• [Task instructions]: Through the last line of the material below, starting at the line with "# report the position of each instance of the drop", return every line exactly and only those.

• [Provided records]:
....

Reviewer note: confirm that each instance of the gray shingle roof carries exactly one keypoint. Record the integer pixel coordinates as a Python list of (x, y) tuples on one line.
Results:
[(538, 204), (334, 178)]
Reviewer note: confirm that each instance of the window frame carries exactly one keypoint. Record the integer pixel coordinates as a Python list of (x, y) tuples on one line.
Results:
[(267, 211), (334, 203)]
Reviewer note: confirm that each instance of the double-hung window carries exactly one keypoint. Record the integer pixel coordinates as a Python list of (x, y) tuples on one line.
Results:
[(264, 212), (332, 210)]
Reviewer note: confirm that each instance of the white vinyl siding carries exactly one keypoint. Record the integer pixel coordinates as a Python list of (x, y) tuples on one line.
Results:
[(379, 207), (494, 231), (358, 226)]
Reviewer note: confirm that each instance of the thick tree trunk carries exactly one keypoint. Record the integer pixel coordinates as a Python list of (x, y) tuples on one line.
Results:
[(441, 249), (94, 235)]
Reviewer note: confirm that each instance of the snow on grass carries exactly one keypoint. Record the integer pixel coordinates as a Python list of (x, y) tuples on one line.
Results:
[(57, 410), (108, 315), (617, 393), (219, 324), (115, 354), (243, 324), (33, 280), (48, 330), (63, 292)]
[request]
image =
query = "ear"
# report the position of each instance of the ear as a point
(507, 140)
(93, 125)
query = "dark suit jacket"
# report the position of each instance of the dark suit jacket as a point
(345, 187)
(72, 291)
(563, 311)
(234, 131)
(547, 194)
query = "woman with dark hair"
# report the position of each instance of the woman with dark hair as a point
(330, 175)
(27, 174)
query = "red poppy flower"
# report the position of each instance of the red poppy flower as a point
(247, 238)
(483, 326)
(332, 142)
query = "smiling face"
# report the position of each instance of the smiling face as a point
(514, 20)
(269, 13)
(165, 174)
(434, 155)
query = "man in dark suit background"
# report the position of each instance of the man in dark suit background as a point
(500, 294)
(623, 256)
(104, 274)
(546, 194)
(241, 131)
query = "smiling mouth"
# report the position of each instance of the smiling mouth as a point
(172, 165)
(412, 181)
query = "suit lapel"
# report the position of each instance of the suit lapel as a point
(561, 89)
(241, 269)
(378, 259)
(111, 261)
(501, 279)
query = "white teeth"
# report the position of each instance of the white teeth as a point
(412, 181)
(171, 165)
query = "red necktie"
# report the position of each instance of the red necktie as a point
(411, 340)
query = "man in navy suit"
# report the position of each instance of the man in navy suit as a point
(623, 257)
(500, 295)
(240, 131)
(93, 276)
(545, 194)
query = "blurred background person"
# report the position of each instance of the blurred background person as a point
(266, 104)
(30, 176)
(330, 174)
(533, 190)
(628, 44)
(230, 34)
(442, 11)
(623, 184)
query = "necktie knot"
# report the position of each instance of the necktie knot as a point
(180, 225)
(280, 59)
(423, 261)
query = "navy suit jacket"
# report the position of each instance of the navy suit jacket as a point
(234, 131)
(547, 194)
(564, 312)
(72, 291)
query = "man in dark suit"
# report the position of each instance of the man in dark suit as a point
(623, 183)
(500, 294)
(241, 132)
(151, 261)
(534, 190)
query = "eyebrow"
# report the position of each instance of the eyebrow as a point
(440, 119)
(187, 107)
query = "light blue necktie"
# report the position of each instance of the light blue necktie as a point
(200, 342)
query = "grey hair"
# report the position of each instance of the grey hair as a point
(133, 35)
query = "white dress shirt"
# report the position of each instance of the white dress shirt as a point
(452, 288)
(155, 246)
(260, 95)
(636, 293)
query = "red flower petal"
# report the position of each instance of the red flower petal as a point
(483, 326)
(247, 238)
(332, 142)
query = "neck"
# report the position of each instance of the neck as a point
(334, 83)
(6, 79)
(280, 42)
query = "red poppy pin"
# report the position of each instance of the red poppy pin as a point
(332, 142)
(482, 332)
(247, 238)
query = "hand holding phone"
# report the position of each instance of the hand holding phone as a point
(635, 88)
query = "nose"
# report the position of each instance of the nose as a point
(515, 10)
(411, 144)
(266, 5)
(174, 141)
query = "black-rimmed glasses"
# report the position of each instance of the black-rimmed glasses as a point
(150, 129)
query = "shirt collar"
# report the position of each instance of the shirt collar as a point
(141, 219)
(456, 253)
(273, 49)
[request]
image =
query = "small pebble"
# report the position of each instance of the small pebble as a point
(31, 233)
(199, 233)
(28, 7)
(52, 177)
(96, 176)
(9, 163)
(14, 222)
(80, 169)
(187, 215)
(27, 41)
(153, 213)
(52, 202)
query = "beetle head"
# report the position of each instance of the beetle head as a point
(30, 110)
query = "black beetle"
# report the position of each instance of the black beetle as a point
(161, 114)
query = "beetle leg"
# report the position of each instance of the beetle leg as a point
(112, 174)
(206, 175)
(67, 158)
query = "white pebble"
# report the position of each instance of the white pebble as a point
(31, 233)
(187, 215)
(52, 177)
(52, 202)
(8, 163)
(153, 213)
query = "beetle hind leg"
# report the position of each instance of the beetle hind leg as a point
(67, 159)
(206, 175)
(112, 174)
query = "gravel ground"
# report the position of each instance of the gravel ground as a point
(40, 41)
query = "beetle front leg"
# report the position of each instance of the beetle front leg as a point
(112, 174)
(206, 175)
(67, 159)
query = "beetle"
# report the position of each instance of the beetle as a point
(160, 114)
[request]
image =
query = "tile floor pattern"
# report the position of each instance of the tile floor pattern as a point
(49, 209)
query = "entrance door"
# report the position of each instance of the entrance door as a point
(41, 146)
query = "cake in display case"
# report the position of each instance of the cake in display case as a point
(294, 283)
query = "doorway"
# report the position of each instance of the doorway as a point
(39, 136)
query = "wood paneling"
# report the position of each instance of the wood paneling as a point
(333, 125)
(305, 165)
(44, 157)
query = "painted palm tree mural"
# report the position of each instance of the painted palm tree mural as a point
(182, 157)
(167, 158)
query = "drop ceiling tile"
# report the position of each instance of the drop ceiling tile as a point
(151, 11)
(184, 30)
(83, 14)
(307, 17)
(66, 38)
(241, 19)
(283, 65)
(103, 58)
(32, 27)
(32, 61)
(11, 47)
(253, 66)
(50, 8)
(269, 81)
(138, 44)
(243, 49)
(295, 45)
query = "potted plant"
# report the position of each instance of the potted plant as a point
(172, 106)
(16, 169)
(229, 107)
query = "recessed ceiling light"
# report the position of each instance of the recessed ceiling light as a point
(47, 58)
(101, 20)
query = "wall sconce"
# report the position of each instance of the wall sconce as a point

....

• [The answer]:
# report the position of each instance of the drop ceiling tile as a point
(151, 11)
(184, 30)
(83, 14)
(307, 17)
(66, 38)
(241, 19)
(283, 65)
(103, 58)
(32, 27)
(32, 61)
(11, 47)
(253, 66)
(50, 8)
(269, 81)
(138, 44)
(243, 49)
(295, 45)
query = "potted plant"
# report the position of each instance of the potted plant as a point
(172, 106)
(16, 169)
(229, 107)
query = "recessed ceiling light"
# report the position of each instance of the recessed ceiling light as a point
(47, 58)
(101, 20)
query = "wall sconce"
# report the position of each instance of the wall sconce as a point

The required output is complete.